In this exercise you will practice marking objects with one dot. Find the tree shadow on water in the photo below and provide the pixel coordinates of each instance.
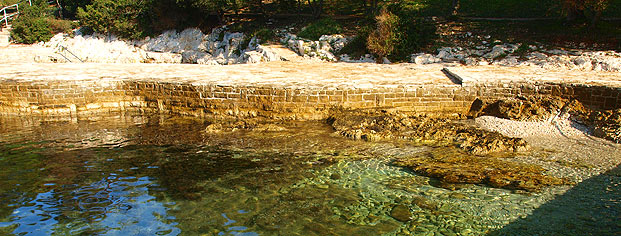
(592, 207)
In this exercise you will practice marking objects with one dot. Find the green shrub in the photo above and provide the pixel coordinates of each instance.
(383, 39)
(265, 35)
(32, 25)
(322, 27)
(414, 33)
(119, 17)
(357, 47)
(405, 32)
(61, 26)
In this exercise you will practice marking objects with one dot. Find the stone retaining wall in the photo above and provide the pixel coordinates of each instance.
(58, 97)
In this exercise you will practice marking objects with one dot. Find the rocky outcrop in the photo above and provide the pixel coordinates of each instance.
(220, 47)
(603, 123)
(323, 49)
(452, 166)
(519, 55)
(377, 125)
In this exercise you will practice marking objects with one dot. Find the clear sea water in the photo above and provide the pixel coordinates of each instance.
(163, 175)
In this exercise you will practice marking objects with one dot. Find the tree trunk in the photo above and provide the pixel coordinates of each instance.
(60, 9)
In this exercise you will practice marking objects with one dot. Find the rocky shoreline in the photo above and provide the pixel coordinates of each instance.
(223, 47)
(487, 150)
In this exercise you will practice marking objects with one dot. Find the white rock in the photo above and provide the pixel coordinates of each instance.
(424, 58)
(192, 57)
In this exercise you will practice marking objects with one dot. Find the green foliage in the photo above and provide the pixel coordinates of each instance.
(4, 3)
(265, 35)
(70, 7)
(321, 27)
(383, 39)
(32, 25)
(119, 17)
(357, 47)
(62, 26)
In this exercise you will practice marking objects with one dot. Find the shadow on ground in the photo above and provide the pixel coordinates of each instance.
(592, 207)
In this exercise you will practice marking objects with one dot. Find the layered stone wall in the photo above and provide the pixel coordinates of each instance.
(75, 97)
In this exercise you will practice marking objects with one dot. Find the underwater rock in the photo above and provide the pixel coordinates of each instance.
(401, 213)
(376, 125)
(451, 165)
(424, 203)
(521, 108)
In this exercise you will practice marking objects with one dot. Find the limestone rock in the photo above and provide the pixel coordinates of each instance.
(401, 213)
(424, 58)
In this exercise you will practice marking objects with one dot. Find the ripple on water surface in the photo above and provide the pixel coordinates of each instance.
(142, 175)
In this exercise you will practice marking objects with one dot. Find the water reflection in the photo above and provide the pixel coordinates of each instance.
(159, 175)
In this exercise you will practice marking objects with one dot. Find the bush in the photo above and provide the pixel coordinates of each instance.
(61, 26)
(324, 26)
(119, 17)
(403, 32)
(32, 25)
(383, 39)
(357, 47)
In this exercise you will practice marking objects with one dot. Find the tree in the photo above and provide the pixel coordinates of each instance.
(32, 25)
(316, 7)
(383, 39)
(590, 10)
(119, 17)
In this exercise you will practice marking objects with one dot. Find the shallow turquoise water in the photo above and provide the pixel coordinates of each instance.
(157, 175)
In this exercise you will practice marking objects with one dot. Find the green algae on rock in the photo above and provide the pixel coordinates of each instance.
(451, 165)
(375, 125)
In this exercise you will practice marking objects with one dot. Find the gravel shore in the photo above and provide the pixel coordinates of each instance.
(571, 150)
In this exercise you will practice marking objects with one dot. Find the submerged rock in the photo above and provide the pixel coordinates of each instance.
(401, 213)
(377, 125)
(450, 165)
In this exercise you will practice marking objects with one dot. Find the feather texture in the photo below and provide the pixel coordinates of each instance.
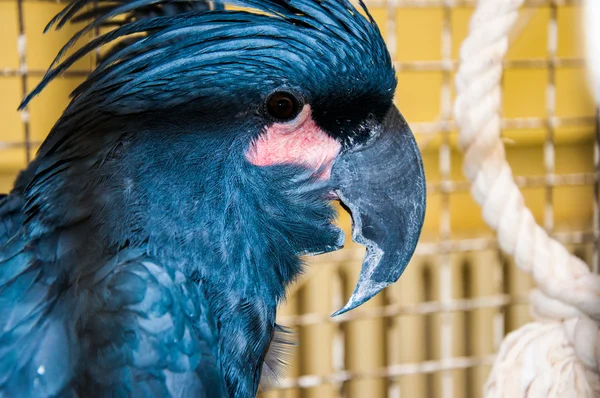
(140, 253)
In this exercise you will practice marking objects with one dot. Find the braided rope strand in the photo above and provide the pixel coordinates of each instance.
(559, 354)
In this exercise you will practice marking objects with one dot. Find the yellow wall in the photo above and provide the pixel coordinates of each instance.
(370, 345)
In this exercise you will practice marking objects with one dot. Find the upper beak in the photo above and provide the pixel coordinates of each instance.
(382, 184)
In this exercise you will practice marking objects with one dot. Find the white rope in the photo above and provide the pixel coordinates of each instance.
(558, 355)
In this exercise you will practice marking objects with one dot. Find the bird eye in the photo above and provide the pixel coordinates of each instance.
(283, 106)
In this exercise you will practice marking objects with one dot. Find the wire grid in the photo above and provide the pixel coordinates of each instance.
(442, 249)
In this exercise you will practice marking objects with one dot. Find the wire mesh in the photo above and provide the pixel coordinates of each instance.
(434, 333)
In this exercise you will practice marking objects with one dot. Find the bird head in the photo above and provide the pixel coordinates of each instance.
(301, 83)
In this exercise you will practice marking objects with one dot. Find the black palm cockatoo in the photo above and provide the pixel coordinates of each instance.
(144, 250)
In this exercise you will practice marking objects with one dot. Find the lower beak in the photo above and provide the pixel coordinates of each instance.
(382, 184)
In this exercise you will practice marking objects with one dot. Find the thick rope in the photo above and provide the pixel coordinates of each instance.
(558, 355)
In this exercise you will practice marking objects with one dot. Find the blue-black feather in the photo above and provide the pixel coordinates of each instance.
(140, 246)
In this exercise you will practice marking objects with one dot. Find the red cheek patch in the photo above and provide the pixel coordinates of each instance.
(299, 142)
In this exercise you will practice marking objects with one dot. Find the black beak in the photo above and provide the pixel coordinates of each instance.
(382, 184)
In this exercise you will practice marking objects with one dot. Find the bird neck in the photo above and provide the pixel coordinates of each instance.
(194, 204)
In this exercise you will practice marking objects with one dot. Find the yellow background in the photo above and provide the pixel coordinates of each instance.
(411, 344)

* [DO THIS]:
Copy out the rows word for word, starting at the line that contains "the yellow background" and continuing through the last line of the rows.

* [WRITTEN RESPONSE]:
In this exercise you will practice marking objects with one dot. Find the yellow background in the photo above and provide the pixel coordinates of each instance.
(411, 344)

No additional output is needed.